▸ WHAT YOU WILL DO: Wherever the string "navy" shows up in the records below, return that line.

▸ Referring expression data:
****************************************
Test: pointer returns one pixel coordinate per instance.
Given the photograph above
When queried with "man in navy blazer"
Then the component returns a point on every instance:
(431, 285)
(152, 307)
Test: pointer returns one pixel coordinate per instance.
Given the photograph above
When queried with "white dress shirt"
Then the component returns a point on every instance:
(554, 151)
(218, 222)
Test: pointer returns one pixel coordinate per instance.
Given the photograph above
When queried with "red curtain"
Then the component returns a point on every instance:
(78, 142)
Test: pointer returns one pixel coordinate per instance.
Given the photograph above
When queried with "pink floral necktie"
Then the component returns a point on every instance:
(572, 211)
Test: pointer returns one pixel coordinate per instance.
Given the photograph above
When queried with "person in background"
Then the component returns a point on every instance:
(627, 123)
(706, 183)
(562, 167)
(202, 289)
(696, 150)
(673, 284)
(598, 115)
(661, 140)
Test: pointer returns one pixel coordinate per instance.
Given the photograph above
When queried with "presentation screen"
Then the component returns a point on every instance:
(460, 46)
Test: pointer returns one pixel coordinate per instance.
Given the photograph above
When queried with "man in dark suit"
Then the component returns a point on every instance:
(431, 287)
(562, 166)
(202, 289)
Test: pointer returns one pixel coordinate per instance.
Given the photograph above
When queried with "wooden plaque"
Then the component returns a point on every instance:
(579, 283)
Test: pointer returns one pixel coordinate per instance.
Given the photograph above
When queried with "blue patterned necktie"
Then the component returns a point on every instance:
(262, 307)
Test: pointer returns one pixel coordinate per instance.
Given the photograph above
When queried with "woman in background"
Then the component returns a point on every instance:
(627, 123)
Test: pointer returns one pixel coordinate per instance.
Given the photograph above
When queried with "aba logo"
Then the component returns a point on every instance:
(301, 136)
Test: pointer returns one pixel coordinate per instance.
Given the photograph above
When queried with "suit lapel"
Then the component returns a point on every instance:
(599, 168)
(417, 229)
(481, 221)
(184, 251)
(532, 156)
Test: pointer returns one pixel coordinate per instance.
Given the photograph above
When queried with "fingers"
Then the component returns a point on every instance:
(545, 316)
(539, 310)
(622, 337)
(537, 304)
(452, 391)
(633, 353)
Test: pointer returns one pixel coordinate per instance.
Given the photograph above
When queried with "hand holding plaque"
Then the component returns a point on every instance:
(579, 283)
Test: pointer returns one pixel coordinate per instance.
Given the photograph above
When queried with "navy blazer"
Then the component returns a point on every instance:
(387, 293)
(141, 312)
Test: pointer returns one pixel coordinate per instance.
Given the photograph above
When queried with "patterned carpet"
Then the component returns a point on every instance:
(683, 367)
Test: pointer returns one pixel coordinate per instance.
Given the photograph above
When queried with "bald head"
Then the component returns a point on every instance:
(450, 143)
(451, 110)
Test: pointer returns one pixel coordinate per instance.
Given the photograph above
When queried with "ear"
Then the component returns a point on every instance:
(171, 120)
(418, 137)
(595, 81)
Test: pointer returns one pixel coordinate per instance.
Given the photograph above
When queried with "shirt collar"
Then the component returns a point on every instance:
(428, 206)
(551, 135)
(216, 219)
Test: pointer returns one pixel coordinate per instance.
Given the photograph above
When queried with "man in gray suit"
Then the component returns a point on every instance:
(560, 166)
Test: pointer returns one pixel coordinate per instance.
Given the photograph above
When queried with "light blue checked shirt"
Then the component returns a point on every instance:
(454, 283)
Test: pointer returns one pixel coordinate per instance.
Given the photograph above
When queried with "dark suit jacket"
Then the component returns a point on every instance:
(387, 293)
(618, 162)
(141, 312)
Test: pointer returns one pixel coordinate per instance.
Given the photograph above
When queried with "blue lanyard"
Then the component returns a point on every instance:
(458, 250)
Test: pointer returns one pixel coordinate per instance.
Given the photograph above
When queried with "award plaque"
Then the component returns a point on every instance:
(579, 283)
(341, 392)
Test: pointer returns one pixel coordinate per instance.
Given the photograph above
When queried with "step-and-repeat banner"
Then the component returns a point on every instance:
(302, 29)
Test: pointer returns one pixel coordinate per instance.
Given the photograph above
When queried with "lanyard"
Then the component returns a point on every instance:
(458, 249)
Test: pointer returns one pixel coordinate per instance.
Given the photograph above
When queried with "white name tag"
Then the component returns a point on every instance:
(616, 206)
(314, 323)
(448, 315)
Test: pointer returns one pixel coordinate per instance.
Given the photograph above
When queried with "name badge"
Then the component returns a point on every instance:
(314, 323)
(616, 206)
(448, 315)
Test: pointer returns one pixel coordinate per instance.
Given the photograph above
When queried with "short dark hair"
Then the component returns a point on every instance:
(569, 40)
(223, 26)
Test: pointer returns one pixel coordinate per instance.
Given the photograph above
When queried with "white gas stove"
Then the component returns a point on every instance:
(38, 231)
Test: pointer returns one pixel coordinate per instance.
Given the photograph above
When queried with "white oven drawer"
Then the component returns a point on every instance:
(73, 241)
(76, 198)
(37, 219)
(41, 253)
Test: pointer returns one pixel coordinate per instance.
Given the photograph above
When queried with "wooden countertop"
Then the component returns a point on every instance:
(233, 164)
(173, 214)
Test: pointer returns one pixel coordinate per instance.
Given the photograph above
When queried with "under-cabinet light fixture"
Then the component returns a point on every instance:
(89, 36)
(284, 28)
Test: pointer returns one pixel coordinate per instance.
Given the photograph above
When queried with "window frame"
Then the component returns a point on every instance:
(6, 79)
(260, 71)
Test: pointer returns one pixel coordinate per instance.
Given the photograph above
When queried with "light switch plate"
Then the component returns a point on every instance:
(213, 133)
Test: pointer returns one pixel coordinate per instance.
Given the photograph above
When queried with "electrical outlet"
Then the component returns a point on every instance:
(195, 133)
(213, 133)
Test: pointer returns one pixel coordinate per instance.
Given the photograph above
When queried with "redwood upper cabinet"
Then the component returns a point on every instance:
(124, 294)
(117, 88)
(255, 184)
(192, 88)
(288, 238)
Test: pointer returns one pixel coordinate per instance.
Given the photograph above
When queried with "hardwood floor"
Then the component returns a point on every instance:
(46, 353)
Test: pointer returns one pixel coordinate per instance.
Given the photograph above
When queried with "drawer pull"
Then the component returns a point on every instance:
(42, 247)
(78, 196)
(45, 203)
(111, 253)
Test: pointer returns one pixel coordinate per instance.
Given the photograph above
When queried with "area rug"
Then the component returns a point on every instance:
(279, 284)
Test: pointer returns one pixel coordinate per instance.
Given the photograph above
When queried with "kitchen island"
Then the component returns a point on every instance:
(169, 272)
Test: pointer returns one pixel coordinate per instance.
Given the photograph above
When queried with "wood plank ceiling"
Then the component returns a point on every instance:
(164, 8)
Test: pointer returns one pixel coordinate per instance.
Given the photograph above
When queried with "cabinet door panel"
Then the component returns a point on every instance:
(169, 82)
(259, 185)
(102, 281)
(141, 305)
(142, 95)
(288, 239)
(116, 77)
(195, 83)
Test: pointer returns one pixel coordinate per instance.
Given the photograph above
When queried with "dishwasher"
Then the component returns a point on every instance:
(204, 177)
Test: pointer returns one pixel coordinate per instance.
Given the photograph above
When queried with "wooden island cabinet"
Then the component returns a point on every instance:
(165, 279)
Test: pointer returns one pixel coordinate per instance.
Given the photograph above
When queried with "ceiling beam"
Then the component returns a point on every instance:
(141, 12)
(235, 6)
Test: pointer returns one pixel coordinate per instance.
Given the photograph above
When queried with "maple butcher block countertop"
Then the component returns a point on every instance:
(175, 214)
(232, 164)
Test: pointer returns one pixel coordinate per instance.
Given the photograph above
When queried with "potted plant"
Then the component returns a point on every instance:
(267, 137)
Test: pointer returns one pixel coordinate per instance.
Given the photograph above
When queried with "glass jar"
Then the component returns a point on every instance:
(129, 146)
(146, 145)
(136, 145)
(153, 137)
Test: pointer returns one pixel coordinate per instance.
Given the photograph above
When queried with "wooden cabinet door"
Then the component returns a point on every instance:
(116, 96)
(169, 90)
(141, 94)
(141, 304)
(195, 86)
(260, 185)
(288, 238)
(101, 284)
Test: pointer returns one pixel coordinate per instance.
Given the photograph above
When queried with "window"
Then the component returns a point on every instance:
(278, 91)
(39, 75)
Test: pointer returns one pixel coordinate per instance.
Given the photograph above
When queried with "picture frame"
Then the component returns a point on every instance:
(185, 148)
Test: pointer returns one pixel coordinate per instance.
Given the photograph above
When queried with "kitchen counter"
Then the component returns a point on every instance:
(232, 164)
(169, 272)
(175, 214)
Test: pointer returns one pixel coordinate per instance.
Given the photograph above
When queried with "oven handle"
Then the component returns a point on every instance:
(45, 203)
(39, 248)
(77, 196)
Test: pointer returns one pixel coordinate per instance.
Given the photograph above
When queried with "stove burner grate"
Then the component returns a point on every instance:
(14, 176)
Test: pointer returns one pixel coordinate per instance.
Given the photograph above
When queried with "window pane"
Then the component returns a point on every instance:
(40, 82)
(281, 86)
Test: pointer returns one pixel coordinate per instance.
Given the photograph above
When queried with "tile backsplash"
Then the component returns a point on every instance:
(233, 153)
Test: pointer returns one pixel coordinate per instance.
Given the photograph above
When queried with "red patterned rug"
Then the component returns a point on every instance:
****************************************
▸ ANSWER TO THIS PROBLEM:
When queried with "man in navy blazer"
When queried with "navy blazer"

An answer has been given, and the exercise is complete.